**Problema planteado A**.
Según el fragmento sobre San Artoldo, ¿en qué año fundó la Cartuja de Arvières?
**Problema planteado B**.
Reescribe el fragmento sobre San Artoldo desde "Artoldo ingresó en" hasta "hasta su muerte.", ambos incluidos, reemplazando "prior" por "superior".
**Problema planteado C**.
Continúa el relato sobre la vida de San Artoldo a partir de la última oración.

Hace dos días celebrábamos la solemnidad de San Bruno, Padre de la Orden de los cartujos. Hoy celebramos a San Artoldo, monje cartujo que nació el mismo año de la muerte de San Bruno (1101) y que murió el 6 de octubre de 1206 (misma fecha que San Bruno).

Artoldo ingresó en la Cartuja de Portes (Francia) en 1120. En 1132 fundó la Cartuja de Arvières a petición del obispo de Ginebra y se convirtió en su primer prior. En 1184 fue elegido obispo de Belley (Francia). Dimitió en 1190. Luego de dimitir volvió a la Cartuja de Arvières, donde vivió como cartujo hasta su muerte.

Una de las anécdotas más relevantes de su vida es su encuentro con San Hugo, monje cartujo que fue elegido obispo de Lincoln (Inglaterra). Él se encontraba entonces visitando Francia. Hebert Thurston (SJ), biógrafo de san Hugo, relata este encuentro así:

Dejando Belley, que había sido gobernada por varios obispos cartujos durante los últimos cien años, San Hugo fue a visitar a uno que, después de San Antelmo, podría contarse como el más ilustre de todos ellos. Se trataba de San Artoldo, que había renunciado a su obispado y se había retirado a la Cartuja de Arvières.

Era de noble cuna, y en sus primeros años había huido de los honores mundanos para llevar una vida de soledad en el claustro. Después de profesar en Portes, se convirtió en prior de Arvières, donde durante muchos años dio un ejemplo de la más alta perfección, y utilizó la influencia que había adquirido para intervenir en las disputas resultantes del cisma de Octavio. El papa Alejandro III lo escuchó con una atención que demostraba la alta opinión que tenía del humilde prior cartujo.

En 1184, fue elegido obispo de Belley. En vano emprendió la huida para escapar de esta dignidad; una luz milagrosa delató su escondite y le obligó a ceder a los deseos de los electores. En su palacio episcopal, continuó llevando la vida de un cartujo, sin descuidar, sin embargo, ninguno de sus deberes pastorales. Su caridad con los pobres y los afligidos, su gran talento para convertir a los pecadores, su amor por la paz, que contribuyó a poner fin a muchas disputas amargas, y su incansable actividad en las buenas obras, le ganaron el amor y la veneración de todos. Pero en 1190, obtuvo el permiso de Clemente III para volver a su amada soledad, y terminar sus días como un simple monje.

**Material proporcionado**.
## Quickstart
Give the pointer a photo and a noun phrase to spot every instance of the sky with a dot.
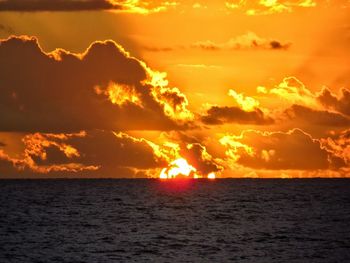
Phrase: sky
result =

**Respuesta correcta A**.
En 1132.

**Respuesta correcta B**.
Artoldo ingresó en la Cartuja de Portes (Francia) en 1120. En 1132 fundó la Cartuja de Arvières a petición del obispo de Ginebra y se convirtió en su primer superior. En 1184 fue elegido obispo de Belley (Francia). Dimitió en 1190. Luego de dimitir volvió a la Cartuja de Arvières, donde vivió como cartujo hasta su muerte.

**Respuesta correcta C**.
Tenía casi cien años cuando se enteró de la llegada de San Hugo a Belley. Hacía tiempo que deseaba ver al santo obispo de Lincoln, y enseguida envió mensajeros para rogarle que lo visitara. San Hugo no pudo hacer oídos sordos a su petición. Abandonó la carretera para escalar las escarpadas rocas que conducían a la cartuja de Arvières, un retiro agreste que se asoma a las profundas cañadas del Grand-Colombier.

Fue en la fiesta de Santiago y de San Cristóbal (25 de julio) cuando los dos obispos cartujos se encontraron. Aunque no tenían la misma edad, ambos anhelaban ardientemente el cielo, y ambos estaban afectados por esa incurable nostalgia que hizo gritar a San Pablo «tener el deseo de disolverse y estar con Cristo». Toda su conversación giraba en torno a este tema, del que los corazones de ambos estaban llenos. Los demás monjes deseaban captar el eco de estos discursos celestiales, y se organizó un recreo en el que participaron los dos santos hombres.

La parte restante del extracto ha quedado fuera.